#### Extract provided ####

HDU 4252 A Famous City

A Famous City

Time Limit: 10000/3000 MS (Java/Others)    Memory Limit: 32768/32768 K (Java/Others)
Total Submission(s): 2206    Accepted Submission(s): 829


Problem Description
After Mr. B arrived in Warsaw, he was shocked by the skyscrapers and took several photos. But now when he looks at these photos, he finds in surprise that he isn't able to point out even the number of buildings in it. So he decides to work it out as follows:
- divide the photo into n vertical pieces from left to right. The buildings in the photo can be treated as rectangles, the lower edge of which is the horizon. One building may span several consecutive pieces, but each piece can only contain one visible building, or no buildings at all.
- measure the height of each building in that piece.
- write a program to calculate the minimum number of buildings.
Mr. B has finished the first two steps, the last comes to you.
 

Input
Each test case starts with a line containing an integer n (1 <= n <= 100,000). Following this is a line containing n integers - the height of building in each piece respectively. Note that zero height means there are no buildings in this piece at all. All the input numbers will be nonnegative and less than 1,000,000,000.
 

Output
For each test case, display a single line containing the case number and the minimum possible number of buildings in the photo.
 

Sample Input
   
   
   
   
3 1 2 3 3 1 2 1
 

Sample Output
   
   
   
   
Case 1: 3 Case 2: 2
Hint
The possible configurations of the samples are illustrated below: HDU 4252 A Famous City_第1张图片
 
题意:
给你n个建筑物的高度,求最少有多少个建筑物。

####

**Prompt 1:** Transcribe the whole programming problem above word for word.
The records that come next are unrelated to the text.

#### Stored rows ####

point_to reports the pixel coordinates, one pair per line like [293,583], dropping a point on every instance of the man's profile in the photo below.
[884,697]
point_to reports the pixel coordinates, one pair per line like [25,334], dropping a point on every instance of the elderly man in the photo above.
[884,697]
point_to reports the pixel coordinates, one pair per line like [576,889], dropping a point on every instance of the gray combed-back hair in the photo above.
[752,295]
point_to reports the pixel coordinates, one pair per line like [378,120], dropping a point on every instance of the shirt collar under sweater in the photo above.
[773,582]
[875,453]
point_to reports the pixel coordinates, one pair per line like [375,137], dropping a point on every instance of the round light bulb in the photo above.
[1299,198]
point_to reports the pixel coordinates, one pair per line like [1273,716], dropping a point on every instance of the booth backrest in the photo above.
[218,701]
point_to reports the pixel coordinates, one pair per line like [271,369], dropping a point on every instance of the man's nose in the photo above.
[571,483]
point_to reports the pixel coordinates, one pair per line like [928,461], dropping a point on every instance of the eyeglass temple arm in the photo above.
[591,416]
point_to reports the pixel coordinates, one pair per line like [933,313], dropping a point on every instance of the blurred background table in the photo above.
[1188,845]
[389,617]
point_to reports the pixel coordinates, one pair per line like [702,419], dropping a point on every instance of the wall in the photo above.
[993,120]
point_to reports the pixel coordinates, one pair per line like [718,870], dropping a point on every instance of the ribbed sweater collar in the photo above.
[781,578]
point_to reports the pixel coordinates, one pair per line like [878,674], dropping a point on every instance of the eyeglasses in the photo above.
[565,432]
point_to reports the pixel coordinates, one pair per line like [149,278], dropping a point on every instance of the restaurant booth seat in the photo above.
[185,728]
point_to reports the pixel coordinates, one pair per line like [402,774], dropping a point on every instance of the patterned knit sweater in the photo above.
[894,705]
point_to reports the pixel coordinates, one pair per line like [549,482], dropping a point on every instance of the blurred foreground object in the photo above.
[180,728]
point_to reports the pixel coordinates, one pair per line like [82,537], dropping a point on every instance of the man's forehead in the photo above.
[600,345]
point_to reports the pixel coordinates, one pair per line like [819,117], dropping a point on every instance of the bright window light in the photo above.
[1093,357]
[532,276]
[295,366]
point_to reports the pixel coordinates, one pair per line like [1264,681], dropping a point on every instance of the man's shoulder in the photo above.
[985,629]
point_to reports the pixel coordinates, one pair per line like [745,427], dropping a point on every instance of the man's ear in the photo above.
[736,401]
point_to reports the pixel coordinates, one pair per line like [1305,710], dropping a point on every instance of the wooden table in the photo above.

####

**Prompt 2:** Show each line of the records above that contains the string "sweater", treating uppercase and lowercase as different.

**Answer 1:**
HDU 4252 A Famous City

A Famous City

Time Limit: 10000/3000 MS (Java/Others)    Memory Limit: 32768/32768 K (Java/Others)
Total Submission(s): 2206    Accepted Submission(s): 829


Problem Description
After Mr. B arrived in Warsaw, he was shocked by the skyscrapers and took several photos. But now when he looks at these photos, he finds in surprise that he isn't able to point out even the number of buildings in it. So he decides to work it out as follows:
- divide the photo into n vertical pieces from left to right. The buildings in the photo can be treated as rectangles, the lower edge of which is the horizon. One building may span several consecutive pieces, but each piece can only contain one visible building, or no buildings at all.
- measure the height of each building in that piece.
- write a program to calculate the minimum number of buildings.
Mr. B has finished the first two steps, the last comes to you.
 

Input
Each test case starts with a line containing an integer n (1 <= n <= 100,000). Following this is a line containing n integers - the height of building in each piece respectively. Note that zero height means there are no buildings in this piece at all. All the input numbers will be nonnegative and less than 1,000,000,000.
 

Output
For each test case, display a single line containing the case number and the minimum possible number of buildings in the photo.
 

Sample Input
   
   
   
   
3 1 2 3 3 1 2 1
 

Sample Output
   
   
   
   
Case 1: 3 Case 2: 2
Hint
The possible configurations of the samples are illustrated below: HDU 4252 A Famous City_第1张图片
 
题意:
给你n个建筑物的高度,求最少有多少个建筑物。

**Answer 2:**
point_to reports the pixel coordinates, one pair per line like [378,120], dropping a point on every instance of the shirt collar under sweater in the photo above.
point_to reports the pixel coordinates, one pair per line like [718,870], dropping a point on every instance of the ribbed sweater collar in the photo above.
point_to reports the pixel coordinates, one pair per line like [402,774], dropping a point on every instance of the patterned knit sweater in the photo above.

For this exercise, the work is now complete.